EXERCISE GOAL:
The answer must be an exact transcription of the lines below from the first through the one containing "# for every instance of the clear", with the pictures left out; please add nothing else.

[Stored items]
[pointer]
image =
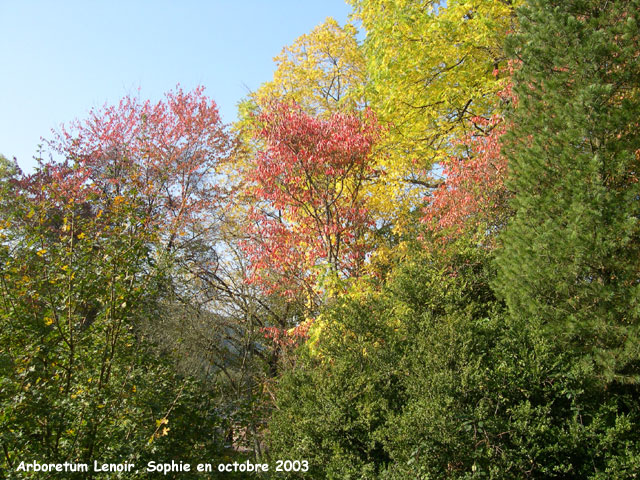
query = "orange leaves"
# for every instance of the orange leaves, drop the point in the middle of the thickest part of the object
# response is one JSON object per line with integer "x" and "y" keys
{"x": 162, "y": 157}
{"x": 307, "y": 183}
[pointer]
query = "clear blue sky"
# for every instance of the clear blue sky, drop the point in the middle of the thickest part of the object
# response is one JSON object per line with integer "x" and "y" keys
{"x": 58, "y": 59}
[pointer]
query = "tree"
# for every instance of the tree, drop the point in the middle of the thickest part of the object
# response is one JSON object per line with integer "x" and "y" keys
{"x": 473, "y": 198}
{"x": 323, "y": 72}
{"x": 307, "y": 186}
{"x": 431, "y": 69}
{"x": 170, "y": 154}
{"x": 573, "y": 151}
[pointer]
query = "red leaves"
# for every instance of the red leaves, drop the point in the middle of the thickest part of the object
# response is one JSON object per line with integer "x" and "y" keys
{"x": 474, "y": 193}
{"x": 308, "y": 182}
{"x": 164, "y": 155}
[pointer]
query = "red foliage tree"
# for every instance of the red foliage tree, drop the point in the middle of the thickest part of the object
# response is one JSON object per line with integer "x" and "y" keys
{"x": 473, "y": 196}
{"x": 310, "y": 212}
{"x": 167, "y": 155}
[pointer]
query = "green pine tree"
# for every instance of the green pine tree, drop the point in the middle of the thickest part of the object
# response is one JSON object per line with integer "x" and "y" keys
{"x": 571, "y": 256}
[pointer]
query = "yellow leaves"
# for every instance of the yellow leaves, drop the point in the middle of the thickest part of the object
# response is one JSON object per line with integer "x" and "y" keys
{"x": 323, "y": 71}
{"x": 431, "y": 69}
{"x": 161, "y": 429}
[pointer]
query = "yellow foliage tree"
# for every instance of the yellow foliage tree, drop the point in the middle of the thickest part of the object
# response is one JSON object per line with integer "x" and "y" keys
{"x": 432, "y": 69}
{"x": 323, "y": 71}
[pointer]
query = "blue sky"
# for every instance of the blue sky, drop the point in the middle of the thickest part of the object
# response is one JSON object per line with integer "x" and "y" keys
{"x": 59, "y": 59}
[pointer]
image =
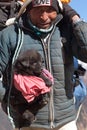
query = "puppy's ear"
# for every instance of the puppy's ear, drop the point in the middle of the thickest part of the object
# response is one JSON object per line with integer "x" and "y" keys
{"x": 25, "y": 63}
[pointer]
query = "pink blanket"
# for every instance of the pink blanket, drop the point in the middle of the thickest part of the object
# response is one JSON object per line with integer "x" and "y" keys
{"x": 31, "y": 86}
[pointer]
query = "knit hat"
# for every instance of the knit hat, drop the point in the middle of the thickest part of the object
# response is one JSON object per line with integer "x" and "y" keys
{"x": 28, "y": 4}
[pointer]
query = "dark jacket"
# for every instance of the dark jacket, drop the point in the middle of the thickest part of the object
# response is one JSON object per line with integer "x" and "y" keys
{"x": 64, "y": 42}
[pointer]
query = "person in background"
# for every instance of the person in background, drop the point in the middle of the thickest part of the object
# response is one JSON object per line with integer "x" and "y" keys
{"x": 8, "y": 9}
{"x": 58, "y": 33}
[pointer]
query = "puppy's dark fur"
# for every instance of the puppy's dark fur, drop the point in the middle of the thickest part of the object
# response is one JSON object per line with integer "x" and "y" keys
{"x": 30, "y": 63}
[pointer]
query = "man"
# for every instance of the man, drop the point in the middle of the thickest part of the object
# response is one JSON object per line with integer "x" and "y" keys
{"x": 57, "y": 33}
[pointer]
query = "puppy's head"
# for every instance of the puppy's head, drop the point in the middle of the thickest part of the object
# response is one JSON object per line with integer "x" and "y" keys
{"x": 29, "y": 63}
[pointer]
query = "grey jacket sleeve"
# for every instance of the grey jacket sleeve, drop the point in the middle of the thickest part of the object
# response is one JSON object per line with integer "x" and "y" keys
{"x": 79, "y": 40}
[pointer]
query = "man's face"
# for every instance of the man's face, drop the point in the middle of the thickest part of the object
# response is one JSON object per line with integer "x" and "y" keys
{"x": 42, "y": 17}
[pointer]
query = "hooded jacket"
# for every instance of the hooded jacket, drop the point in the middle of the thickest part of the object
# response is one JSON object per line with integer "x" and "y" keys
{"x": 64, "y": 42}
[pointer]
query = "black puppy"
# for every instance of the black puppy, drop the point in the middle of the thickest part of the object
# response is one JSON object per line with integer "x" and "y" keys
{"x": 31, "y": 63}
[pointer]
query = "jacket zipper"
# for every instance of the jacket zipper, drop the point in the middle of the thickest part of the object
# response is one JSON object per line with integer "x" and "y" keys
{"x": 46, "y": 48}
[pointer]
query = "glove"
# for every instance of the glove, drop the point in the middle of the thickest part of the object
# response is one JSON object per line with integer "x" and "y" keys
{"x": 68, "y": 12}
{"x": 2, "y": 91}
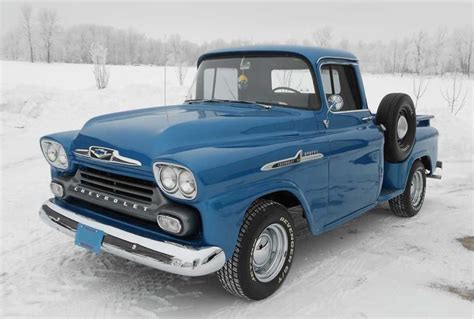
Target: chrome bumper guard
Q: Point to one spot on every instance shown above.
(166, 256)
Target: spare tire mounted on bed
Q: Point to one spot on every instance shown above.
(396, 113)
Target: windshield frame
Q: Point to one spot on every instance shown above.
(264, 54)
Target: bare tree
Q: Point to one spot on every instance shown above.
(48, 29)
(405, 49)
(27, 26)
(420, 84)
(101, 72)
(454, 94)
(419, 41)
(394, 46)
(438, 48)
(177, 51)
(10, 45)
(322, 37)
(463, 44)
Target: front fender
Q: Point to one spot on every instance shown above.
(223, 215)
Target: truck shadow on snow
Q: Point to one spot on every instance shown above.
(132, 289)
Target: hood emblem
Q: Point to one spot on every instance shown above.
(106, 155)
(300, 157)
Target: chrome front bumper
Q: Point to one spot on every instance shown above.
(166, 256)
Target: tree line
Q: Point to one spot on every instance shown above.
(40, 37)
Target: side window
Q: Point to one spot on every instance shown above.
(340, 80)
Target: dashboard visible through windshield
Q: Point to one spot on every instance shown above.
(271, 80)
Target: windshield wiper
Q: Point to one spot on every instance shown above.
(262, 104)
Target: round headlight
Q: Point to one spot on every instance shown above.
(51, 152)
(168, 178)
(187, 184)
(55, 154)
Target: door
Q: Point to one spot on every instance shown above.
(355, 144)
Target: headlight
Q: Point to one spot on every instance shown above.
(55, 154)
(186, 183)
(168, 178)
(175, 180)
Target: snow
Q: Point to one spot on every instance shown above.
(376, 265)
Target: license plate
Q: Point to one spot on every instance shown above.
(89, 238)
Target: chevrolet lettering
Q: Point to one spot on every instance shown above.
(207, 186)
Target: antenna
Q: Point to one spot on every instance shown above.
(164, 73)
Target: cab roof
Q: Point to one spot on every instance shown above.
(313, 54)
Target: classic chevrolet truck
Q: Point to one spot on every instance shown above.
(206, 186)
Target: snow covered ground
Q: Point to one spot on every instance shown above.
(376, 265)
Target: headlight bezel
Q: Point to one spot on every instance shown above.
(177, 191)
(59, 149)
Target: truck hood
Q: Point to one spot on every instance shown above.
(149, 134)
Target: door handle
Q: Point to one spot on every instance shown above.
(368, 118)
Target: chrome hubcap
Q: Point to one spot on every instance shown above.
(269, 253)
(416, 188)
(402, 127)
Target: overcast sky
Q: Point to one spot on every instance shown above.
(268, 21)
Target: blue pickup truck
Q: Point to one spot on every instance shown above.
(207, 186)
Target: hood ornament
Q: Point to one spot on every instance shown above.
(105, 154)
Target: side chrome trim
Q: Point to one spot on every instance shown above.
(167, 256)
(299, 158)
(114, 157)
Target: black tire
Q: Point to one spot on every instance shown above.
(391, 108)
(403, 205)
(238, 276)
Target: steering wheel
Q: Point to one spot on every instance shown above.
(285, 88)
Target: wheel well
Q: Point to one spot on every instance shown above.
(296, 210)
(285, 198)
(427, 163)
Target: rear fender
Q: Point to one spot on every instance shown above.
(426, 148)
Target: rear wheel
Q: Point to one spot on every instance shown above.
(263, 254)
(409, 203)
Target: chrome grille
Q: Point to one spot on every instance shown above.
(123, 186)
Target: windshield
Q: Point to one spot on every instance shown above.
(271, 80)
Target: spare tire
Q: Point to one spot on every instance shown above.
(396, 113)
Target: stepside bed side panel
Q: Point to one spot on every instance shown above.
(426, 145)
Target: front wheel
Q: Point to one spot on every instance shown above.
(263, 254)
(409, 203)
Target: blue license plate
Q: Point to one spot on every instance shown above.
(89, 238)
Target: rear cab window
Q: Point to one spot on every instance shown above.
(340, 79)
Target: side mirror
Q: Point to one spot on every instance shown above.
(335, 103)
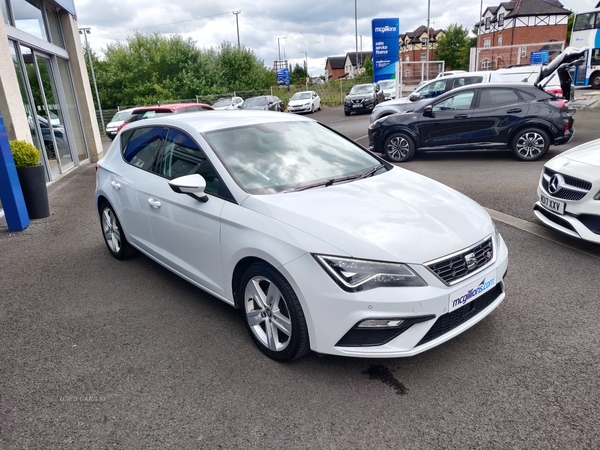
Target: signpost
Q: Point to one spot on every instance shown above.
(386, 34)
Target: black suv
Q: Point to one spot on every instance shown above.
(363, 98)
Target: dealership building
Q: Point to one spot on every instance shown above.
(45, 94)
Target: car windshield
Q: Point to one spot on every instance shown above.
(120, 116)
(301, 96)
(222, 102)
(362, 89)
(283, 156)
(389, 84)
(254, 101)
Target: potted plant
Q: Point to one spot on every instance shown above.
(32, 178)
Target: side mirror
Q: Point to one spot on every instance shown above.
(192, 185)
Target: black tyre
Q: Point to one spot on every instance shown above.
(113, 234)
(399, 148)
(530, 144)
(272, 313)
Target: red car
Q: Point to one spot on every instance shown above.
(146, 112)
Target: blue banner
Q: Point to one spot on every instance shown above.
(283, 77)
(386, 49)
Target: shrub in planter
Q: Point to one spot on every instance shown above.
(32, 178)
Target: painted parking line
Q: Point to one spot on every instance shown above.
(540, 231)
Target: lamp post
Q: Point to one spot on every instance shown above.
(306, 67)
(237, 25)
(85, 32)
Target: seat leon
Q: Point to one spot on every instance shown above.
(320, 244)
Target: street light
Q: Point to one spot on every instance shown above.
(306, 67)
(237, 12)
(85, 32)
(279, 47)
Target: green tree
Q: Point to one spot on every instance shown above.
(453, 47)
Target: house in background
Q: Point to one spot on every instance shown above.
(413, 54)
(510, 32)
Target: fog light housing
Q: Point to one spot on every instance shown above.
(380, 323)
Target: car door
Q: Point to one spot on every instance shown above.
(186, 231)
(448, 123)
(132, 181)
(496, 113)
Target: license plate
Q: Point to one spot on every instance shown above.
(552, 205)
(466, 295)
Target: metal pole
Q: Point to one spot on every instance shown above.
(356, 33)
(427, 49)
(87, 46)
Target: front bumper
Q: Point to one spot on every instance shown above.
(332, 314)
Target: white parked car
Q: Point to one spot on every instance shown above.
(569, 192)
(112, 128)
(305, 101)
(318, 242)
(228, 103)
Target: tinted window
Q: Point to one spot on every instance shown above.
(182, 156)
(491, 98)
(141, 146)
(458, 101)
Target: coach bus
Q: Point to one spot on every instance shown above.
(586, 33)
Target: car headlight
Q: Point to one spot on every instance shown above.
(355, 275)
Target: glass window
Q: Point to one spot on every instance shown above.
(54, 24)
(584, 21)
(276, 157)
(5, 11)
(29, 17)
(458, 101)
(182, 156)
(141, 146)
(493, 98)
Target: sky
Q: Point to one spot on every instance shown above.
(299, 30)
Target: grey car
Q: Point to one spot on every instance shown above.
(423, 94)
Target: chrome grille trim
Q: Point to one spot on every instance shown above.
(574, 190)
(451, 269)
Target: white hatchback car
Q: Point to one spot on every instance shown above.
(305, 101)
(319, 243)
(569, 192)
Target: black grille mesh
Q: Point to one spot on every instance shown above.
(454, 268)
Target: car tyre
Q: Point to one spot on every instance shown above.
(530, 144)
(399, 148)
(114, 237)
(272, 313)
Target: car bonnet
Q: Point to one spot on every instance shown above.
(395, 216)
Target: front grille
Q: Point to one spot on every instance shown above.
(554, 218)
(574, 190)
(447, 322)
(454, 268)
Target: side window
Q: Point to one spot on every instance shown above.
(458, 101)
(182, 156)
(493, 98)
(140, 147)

RESULT FOR THIS TASK:
[pointer]
image =
query = "orange leaves"
# for every instance of the orange leaves, drop the point in the middle of the thickest part of the object
# response is one JSON object per line with integer "x" and "y" keys
{"x": 162, "y": 157}
{"x": 307, "y": 183}
[pointer]
query = "clear blue sky"
# for every instance of the clear blue sky, drop the point in the middle of the thickest part of the object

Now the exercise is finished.